• **Problem to solve**: Using the obituary of Anna K. Nelson, decide whether each statement agrees with it. Answer yes or no and quote the deciding words of the obituary. 1. She taught at American University for 22 years. 2. She served on the Kennedy Assassination Records Review Board from 1992 to 1994. 3. She earned her PhD in history at the University of Oklahoma.

• **Text section**:
Saturday, October 20, 2012

Former ARRB board member Anna K. Nelson dies

Anna K Nelson, AU history professor


Anna K. Nelson, 79, who retired in 2011 after teaching diplomatic history at American University for 22 years, died Sept. 27 at her home in Washington.

She had chronic liver disease caused by hypertension, said her son Eric Nelson.

Dr. Nelson began her college teaching career at George Washington University as a history lecturer in 1970. She left in 1986 to become an adjunct professor in history at American University, where she was made Distinguished Historian-in-Residence in 1996.

Dr. Nelson, a government documents specialist, was the chief investigator for the Committee on the Records of Government from 1983 to 1985. She was also a member of the State Department’s Advisory Committee on Historical Diplomatic Documentation from 1992 to 1994 and served on the Kennedy Assassination Records Review Board from 1994 to 1998.

She published more than 30 scholarly articles and received many professional awards for her work, including the American Historical Association’s Troyer Steele Anderson Prize and a public-policy fellowship from the Woodrow Wilson International Center for Scholars.

Anna Louise Kasten was born in Fort Smith, Ark., and was a 1954 history graduate of the University of Oklahoma. She received a master’s degree in government in 1956 and a PhD in history in 1972, both from George Washington University.

Her memberships included the Society for Historians of American Foreign Relations, the American Historical Association, and the Organization of American Historians.

Her husband of 50 years, Paul Nelson, died in 2006. He was a former director of the House Banking Committee.

Survivors include two sons, Eric Nelson of Rockville and Michael Nelson of Maplewood, N.J; a sister; and three grandchildren.

• **Referring expression data**:
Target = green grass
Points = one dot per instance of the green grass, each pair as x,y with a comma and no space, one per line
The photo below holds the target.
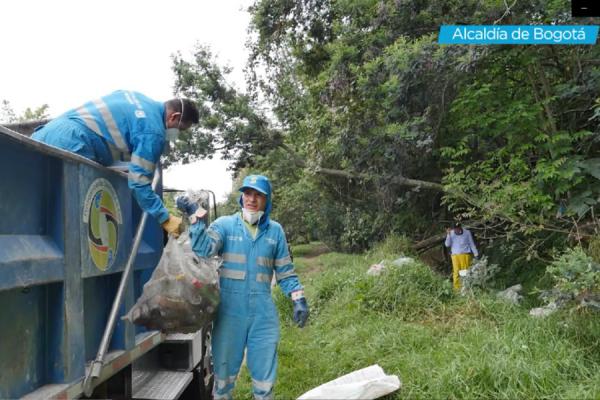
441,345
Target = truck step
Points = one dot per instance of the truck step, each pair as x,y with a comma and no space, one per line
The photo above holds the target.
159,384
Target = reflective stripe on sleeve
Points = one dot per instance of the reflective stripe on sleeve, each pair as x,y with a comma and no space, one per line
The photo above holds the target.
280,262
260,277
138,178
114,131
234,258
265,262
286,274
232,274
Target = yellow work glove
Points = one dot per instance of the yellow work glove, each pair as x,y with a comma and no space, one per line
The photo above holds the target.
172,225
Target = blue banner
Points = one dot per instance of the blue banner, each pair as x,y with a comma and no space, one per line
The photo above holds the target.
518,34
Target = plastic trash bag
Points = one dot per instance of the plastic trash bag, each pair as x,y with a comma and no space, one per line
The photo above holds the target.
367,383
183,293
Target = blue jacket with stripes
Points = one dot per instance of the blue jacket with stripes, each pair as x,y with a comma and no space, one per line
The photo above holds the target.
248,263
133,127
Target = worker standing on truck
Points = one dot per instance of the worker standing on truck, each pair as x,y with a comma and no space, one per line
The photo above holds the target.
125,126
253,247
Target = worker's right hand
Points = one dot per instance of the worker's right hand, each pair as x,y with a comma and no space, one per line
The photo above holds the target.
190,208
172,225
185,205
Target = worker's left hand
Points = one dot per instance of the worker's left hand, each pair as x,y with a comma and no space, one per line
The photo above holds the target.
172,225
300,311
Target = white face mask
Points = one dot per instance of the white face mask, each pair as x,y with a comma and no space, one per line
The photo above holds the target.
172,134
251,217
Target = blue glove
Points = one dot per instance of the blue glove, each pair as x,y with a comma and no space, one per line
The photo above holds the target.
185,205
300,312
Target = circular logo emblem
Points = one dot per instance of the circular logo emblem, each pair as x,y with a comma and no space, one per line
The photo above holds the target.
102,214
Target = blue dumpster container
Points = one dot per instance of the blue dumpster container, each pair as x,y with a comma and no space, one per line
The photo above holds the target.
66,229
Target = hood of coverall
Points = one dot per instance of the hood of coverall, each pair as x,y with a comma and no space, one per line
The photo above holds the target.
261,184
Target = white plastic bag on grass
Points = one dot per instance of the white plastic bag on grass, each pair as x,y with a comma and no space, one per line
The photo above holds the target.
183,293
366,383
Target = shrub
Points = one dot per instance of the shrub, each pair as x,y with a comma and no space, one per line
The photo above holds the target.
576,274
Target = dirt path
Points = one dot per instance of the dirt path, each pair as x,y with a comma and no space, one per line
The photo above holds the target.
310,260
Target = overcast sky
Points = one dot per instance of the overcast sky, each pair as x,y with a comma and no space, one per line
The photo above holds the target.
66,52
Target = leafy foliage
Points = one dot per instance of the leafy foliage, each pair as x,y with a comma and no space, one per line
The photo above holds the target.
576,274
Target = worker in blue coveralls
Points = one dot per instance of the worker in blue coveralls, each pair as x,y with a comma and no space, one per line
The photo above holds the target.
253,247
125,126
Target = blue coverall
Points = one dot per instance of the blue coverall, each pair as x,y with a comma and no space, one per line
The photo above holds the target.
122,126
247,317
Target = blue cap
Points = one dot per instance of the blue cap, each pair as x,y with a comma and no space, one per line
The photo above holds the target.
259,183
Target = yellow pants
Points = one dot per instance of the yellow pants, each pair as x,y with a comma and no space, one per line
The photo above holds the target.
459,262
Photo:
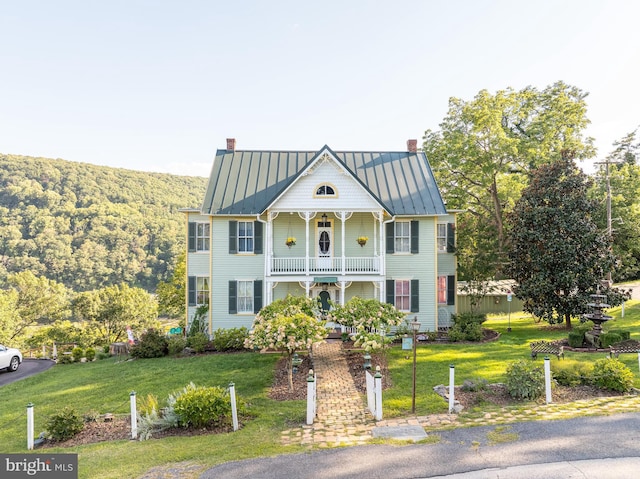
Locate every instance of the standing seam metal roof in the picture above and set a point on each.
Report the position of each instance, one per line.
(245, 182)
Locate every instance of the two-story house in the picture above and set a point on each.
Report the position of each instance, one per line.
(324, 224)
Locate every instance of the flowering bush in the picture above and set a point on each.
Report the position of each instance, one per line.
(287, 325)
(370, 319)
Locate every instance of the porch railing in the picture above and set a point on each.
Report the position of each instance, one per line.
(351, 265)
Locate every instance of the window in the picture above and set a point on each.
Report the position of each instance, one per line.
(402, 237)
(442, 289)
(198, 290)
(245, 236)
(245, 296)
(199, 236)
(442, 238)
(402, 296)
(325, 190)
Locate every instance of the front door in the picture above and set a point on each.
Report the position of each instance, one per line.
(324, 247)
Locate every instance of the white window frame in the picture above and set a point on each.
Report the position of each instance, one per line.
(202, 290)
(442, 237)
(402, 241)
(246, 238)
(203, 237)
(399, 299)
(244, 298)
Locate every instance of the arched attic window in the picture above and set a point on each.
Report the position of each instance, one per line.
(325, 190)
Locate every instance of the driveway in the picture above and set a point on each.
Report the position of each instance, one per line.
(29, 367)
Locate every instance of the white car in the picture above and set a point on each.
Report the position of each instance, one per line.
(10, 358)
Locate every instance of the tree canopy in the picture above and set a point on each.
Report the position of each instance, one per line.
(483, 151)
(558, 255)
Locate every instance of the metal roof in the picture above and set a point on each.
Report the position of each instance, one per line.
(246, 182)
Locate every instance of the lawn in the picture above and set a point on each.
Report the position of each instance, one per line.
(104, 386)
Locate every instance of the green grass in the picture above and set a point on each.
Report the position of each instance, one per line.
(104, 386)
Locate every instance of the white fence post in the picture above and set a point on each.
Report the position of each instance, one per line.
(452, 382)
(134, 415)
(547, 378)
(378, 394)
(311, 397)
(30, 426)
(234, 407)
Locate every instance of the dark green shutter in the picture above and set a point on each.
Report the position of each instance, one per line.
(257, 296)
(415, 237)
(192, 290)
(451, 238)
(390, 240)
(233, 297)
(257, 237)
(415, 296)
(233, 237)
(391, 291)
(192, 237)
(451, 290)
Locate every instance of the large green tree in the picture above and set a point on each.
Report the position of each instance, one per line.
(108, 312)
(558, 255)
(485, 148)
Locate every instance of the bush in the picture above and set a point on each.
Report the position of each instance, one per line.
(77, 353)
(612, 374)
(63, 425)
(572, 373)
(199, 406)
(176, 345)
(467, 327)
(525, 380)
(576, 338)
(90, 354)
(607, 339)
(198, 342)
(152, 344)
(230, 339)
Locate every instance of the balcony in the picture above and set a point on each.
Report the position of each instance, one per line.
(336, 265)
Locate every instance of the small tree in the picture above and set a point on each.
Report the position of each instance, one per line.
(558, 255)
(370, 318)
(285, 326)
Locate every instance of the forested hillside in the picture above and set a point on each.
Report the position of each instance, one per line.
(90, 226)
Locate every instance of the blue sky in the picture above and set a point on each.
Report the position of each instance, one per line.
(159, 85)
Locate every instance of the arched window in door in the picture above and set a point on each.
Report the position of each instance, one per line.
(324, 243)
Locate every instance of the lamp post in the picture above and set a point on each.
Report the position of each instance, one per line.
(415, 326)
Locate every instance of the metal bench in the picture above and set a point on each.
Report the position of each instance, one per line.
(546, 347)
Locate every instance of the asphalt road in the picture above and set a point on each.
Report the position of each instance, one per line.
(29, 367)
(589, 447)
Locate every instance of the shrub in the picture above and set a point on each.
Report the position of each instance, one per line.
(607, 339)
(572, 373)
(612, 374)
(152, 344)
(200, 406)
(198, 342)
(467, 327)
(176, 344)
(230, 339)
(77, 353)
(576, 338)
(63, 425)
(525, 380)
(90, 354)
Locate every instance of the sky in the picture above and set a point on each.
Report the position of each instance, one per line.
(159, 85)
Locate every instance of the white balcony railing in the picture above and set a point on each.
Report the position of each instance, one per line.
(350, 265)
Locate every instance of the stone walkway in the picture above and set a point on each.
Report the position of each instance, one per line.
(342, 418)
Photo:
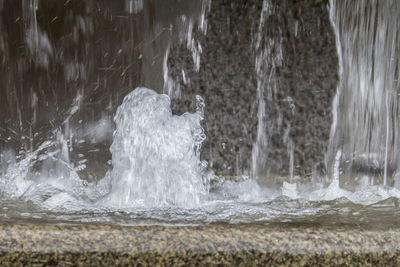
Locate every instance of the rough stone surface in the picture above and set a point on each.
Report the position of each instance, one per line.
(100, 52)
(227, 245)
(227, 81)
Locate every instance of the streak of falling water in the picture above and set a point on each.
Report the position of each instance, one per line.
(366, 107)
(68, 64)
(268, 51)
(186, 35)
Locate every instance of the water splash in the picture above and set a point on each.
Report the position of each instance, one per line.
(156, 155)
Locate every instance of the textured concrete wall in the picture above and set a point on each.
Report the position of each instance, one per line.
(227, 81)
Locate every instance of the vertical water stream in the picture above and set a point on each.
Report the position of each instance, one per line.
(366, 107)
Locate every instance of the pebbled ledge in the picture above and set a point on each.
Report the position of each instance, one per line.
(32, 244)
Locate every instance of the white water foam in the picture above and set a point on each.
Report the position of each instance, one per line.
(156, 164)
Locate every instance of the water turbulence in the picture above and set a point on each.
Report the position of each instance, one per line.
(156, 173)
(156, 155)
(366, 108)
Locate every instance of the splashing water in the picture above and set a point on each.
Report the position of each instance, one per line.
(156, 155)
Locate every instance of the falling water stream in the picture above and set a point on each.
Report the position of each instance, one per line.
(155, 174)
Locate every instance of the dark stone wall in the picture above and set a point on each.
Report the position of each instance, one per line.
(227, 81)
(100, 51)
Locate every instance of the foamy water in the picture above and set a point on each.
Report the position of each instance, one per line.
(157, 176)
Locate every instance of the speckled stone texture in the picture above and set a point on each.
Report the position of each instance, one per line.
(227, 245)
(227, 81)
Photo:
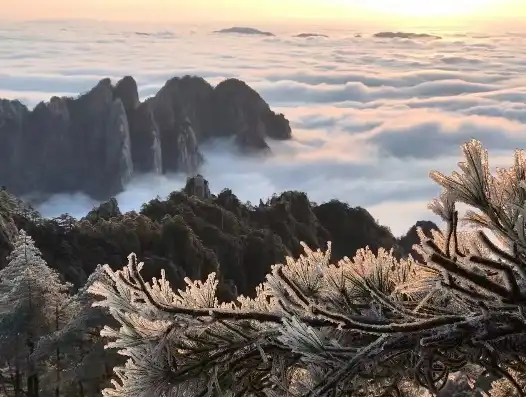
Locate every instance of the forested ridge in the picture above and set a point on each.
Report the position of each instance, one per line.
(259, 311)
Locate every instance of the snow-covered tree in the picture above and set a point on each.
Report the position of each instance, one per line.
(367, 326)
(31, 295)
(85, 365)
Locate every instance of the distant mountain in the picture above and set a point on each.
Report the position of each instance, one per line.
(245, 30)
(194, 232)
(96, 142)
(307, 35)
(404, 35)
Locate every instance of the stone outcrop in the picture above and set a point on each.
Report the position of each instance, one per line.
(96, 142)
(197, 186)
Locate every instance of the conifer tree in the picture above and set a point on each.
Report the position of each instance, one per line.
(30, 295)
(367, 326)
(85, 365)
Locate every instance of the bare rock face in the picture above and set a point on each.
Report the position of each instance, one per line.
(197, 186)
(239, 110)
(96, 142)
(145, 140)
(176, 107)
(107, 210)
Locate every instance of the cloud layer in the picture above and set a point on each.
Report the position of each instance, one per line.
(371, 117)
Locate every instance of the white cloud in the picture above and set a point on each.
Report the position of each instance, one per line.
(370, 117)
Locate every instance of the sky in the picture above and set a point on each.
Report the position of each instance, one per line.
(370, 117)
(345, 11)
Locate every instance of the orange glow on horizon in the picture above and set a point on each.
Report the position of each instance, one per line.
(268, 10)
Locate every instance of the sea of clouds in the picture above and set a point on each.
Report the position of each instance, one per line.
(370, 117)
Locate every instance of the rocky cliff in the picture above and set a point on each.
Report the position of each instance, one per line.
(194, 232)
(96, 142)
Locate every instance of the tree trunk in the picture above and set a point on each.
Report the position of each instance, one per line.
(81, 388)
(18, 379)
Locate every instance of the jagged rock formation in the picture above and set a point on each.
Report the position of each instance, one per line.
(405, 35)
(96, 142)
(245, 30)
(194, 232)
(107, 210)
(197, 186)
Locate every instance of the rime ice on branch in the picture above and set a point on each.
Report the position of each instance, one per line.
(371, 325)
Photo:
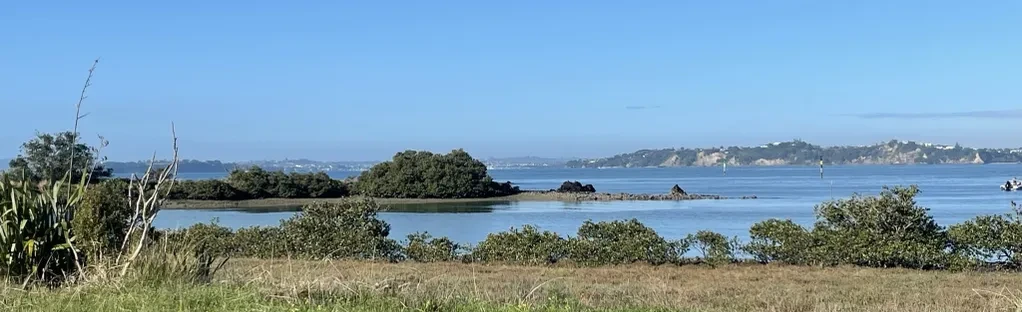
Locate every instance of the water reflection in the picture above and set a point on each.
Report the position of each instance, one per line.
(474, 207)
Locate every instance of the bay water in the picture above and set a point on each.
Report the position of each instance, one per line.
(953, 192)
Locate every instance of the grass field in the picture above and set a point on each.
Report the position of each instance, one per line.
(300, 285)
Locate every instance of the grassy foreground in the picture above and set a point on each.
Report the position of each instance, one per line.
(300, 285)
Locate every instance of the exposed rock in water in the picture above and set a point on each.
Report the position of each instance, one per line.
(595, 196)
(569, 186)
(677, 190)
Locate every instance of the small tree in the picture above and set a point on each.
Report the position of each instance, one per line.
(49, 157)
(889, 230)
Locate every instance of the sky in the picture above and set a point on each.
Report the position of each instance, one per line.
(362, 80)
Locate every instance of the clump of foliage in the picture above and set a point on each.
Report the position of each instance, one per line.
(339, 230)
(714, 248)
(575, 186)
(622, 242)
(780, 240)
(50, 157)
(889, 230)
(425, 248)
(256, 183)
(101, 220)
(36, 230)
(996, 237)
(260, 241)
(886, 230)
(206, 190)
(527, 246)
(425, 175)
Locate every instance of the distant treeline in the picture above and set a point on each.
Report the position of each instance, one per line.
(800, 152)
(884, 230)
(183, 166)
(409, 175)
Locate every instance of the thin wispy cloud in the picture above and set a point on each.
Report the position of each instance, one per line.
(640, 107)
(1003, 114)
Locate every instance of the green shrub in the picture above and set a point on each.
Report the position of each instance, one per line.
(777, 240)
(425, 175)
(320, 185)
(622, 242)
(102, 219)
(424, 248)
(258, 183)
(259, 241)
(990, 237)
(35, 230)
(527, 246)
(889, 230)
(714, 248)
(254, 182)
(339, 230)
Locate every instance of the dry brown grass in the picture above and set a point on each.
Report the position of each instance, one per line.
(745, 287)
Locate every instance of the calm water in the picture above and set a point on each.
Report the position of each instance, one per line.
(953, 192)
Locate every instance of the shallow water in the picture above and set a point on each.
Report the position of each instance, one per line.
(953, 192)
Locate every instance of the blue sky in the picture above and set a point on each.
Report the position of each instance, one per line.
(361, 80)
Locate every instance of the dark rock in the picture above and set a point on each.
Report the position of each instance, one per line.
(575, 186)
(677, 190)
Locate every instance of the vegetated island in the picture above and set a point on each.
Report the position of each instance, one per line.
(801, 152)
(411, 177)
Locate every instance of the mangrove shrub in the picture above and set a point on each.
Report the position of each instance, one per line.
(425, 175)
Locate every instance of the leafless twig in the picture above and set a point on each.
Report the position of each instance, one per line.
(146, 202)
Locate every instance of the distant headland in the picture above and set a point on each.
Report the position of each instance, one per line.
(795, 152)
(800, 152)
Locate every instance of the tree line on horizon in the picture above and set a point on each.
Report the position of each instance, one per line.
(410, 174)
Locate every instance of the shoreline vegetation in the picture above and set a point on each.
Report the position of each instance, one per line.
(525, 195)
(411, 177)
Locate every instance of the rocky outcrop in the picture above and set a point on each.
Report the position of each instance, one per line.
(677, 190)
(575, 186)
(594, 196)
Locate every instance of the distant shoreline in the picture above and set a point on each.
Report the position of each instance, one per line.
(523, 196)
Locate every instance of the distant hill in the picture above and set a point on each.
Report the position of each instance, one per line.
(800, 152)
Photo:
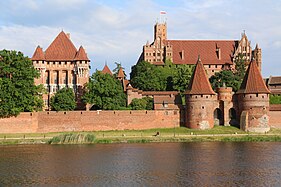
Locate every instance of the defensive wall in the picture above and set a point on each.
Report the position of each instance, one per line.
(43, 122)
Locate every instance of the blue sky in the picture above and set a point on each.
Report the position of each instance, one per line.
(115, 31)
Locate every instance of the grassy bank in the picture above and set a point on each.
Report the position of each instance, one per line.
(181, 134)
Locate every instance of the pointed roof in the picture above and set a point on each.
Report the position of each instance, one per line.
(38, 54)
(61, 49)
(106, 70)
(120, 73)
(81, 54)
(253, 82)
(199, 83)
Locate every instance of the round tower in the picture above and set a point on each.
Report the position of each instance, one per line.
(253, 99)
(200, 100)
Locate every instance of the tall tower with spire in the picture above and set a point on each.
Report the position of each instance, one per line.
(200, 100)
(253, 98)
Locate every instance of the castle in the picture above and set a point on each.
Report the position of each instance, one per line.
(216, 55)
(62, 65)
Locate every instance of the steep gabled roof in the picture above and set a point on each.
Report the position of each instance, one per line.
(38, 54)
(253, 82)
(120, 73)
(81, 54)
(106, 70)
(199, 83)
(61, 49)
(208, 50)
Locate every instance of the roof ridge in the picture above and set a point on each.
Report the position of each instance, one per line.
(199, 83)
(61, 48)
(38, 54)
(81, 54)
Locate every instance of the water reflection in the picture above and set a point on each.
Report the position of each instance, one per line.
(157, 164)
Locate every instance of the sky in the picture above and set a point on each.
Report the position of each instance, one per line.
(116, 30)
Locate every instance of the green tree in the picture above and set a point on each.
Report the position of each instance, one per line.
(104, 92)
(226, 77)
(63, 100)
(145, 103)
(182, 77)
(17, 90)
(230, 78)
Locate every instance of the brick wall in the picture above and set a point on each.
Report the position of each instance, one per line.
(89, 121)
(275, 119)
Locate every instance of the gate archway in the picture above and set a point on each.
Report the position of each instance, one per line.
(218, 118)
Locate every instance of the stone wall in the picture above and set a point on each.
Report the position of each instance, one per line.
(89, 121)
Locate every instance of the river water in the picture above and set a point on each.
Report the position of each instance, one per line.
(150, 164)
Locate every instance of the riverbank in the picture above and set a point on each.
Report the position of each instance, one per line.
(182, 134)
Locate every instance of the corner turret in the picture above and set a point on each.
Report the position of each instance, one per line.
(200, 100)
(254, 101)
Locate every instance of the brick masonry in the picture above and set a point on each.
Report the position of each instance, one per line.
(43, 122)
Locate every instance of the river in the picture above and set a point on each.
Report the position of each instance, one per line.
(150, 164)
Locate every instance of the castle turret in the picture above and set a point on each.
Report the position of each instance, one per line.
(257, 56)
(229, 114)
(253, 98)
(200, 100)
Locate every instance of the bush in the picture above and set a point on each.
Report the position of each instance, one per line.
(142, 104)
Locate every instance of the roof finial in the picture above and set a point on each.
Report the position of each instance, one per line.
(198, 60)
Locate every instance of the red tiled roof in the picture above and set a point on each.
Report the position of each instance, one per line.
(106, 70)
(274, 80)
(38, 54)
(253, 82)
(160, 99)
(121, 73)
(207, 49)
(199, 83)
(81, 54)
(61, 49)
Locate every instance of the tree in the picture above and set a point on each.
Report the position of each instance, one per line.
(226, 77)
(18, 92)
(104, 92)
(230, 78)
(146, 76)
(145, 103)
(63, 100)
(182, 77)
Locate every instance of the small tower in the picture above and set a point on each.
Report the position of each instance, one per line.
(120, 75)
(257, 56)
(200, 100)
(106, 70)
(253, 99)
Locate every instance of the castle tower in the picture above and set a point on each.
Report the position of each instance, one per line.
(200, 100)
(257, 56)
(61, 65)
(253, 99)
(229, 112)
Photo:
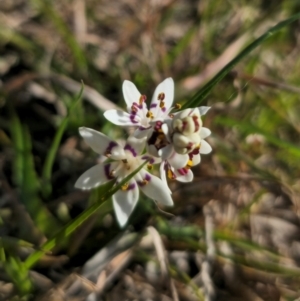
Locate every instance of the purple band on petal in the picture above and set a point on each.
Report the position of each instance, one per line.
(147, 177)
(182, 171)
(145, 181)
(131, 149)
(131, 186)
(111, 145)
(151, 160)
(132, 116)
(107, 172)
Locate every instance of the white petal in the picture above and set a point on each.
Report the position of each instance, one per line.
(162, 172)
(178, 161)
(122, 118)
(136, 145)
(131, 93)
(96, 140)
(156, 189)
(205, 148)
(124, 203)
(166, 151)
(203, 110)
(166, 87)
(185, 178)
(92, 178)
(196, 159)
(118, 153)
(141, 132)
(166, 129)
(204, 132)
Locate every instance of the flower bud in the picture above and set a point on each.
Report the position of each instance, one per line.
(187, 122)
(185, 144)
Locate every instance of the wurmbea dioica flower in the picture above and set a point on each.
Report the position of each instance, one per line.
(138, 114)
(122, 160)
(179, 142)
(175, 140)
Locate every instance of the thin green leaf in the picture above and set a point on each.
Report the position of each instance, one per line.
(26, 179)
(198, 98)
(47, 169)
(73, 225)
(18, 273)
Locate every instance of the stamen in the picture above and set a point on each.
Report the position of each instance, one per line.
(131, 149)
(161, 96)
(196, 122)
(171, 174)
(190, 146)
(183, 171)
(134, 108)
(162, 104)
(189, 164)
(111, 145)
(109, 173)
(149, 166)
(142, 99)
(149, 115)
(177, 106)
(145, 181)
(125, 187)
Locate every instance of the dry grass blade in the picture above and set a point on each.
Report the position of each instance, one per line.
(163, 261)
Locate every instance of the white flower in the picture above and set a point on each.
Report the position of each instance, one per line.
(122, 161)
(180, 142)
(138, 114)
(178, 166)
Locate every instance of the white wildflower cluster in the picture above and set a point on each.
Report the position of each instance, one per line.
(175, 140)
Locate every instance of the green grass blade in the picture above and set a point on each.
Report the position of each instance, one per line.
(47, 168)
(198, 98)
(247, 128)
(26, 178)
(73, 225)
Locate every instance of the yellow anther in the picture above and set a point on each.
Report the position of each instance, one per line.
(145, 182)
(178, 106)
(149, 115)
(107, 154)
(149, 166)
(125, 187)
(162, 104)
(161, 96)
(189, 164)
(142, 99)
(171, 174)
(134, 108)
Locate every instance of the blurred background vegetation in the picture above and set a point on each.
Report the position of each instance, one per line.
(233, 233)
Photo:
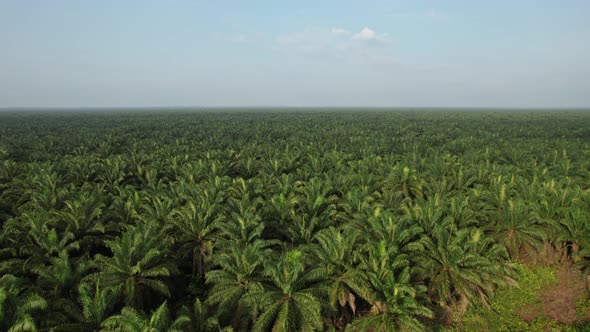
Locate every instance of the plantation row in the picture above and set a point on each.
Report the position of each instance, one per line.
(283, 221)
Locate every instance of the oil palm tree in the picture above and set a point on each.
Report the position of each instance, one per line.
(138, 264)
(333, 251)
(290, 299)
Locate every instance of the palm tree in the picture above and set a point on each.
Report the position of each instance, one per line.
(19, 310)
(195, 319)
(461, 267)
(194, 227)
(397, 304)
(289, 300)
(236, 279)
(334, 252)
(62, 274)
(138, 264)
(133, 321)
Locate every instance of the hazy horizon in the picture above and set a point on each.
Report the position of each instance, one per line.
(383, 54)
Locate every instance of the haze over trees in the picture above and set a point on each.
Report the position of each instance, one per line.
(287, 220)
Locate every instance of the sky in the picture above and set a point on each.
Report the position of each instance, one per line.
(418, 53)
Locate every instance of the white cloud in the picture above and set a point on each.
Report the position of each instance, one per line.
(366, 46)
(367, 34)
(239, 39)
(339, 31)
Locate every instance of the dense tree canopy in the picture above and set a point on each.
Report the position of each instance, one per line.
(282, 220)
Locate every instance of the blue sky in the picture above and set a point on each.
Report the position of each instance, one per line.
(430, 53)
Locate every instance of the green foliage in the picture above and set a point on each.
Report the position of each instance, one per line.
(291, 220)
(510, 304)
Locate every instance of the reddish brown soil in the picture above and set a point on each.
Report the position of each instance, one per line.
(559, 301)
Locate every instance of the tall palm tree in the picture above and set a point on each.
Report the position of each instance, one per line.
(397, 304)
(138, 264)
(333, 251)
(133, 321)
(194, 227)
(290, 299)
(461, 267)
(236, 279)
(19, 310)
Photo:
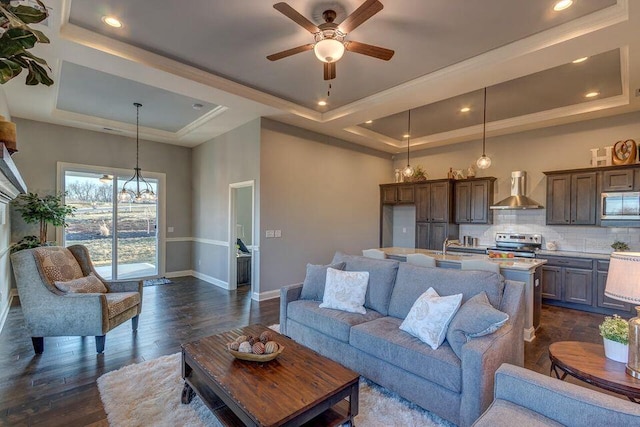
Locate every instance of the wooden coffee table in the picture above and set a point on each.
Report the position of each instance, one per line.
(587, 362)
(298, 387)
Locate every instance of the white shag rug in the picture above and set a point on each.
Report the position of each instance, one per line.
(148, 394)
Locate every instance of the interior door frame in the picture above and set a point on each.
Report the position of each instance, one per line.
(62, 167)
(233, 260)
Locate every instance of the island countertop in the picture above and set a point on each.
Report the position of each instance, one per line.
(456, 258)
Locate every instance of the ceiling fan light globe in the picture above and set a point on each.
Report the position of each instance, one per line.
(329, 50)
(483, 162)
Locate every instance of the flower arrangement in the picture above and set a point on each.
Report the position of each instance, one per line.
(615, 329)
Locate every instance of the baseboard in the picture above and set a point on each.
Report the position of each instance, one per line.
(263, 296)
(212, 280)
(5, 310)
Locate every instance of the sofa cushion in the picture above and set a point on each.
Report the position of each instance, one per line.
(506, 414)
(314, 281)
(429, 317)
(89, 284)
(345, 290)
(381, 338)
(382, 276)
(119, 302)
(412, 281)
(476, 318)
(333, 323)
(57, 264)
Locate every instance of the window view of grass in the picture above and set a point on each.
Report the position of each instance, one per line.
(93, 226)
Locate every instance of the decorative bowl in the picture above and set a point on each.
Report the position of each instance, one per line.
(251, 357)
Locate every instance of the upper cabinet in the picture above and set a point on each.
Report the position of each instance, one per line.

• **Answer for this exercise**:
1. Yes: "retired in 2011 after teaching diplomatic history at American University for 22 years"
2. No: "served on the Kennedy Assassination Records Review Board from 1994 to 1998"
3. No: "a PhD in history in 1972, both from George Washington University"